[TASK INSTRUCTIONS]: Exactly as written, transcribe the lines that run from the one containing "Query: textured ceiling" to the end of the records below.

[INPUT DATA]:
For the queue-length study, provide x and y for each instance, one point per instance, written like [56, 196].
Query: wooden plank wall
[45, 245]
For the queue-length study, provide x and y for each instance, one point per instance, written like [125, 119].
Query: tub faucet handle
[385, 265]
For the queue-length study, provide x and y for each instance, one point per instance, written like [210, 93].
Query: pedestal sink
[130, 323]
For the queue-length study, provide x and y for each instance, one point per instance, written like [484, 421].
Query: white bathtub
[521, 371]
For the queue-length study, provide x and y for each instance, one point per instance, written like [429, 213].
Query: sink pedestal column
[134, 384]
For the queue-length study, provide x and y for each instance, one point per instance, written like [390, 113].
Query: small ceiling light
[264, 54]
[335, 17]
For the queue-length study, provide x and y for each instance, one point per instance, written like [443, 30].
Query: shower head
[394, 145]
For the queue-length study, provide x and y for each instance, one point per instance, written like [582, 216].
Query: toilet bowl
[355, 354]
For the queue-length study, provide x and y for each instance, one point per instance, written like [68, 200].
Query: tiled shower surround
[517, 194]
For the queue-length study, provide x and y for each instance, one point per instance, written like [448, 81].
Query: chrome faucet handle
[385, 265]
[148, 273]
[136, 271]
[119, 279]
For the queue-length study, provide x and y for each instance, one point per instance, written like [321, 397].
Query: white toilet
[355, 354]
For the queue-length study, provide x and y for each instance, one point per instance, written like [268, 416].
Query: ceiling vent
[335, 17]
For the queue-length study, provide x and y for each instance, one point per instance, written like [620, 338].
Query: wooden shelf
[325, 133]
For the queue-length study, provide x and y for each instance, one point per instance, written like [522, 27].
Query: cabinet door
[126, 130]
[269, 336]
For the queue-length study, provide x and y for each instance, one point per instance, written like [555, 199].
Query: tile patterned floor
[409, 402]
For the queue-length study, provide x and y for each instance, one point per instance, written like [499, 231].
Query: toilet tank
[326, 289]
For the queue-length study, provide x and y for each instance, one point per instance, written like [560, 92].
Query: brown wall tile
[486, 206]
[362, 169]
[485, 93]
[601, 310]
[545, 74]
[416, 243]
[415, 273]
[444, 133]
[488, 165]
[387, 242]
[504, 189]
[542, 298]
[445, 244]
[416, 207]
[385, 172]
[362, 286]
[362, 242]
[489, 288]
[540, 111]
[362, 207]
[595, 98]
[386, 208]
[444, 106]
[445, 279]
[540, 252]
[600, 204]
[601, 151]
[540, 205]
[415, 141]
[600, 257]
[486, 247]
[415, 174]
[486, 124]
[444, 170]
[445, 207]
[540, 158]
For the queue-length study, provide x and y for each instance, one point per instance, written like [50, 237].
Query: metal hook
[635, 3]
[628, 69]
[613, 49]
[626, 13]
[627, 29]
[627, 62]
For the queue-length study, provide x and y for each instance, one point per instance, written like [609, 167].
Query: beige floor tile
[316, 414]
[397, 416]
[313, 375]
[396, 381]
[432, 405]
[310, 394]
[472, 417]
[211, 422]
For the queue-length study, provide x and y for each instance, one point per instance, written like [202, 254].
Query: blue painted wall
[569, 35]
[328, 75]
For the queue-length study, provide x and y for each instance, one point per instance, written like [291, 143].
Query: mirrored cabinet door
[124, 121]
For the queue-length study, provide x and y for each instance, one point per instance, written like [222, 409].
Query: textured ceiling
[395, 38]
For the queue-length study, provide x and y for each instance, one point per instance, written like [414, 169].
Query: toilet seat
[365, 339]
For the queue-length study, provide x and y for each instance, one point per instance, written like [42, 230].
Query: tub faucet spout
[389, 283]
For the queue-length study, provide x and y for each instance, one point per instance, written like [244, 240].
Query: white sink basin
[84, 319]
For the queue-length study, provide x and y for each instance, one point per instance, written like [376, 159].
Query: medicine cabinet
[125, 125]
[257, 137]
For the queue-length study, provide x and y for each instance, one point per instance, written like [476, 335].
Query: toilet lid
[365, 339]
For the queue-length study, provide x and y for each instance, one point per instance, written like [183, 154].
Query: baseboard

[RESULT FOR THIS EXERCISE]:
Query: textured ceiling
[395, 38]
For the queue-length study, provide x and y for each instance, one point per instance, written like [414, 169].
Query: toilet seat
[365, 339]
For the queue-length study, provide x and y for each instance, one point per instance, written like [42, 230].
Query: tub faucet spout
[389, 283]
For the queue-length study, provide x and y for each instance, one point per instance, written like [244, 240].
Query: white sink basin
[84, 319]
For the queue-length study, provide x and y for each instance, one point per instance, written like [376, 159].
Query: medicine cabinet
[125, 125]
[257, 137]
For the queue-length study, provide x and y for each instance, one point per instance, written like [476, 335].
Query: toilet lid
[365, 339]
For the queue-length study, provide x and y for each instance, one point per instance, written like [183, 154].
Query: baseboard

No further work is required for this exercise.